▸ Exercise directions: Copy each item below word for word, leaving out the pictures.

BEGIN Data section

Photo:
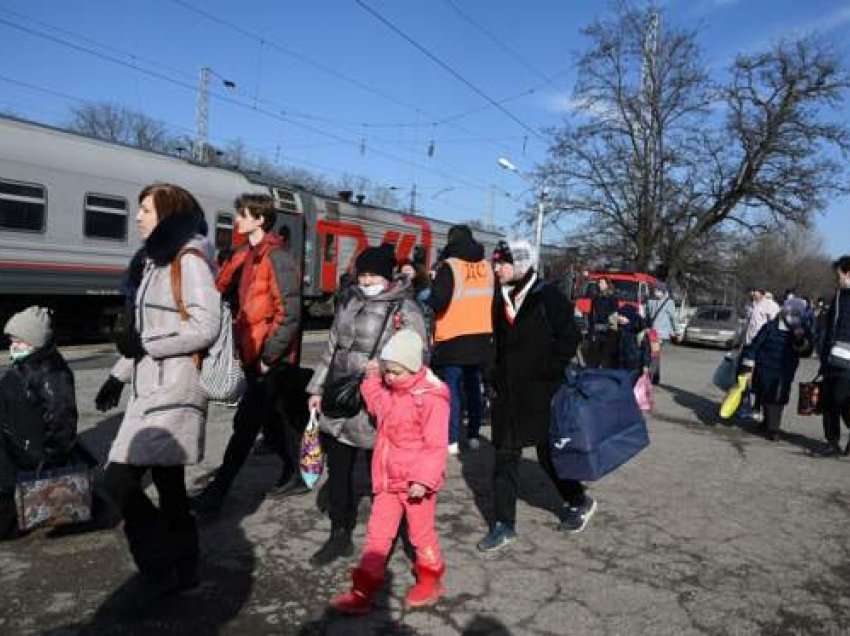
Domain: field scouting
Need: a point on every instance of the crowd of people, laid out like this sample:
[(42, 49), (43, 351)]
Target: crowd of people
[(400, 379)]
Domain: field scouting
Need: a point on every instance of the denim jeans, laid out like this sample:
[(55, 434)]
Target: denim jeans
[(465, 378)]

END Data section

▸ Task output:
Photo:
Domain: field scouting
Need: a point on every instance of the crowd of people, laid out like this sample:
[(42, 49), (43, 351)]
Target: crowd of people
[(400, 379)]
Domain: field scouting
Need: a point on every instance of the denim jeans, laid out like this sample:
[(55, 434)]
Target: denim jeans
[(465, 378)]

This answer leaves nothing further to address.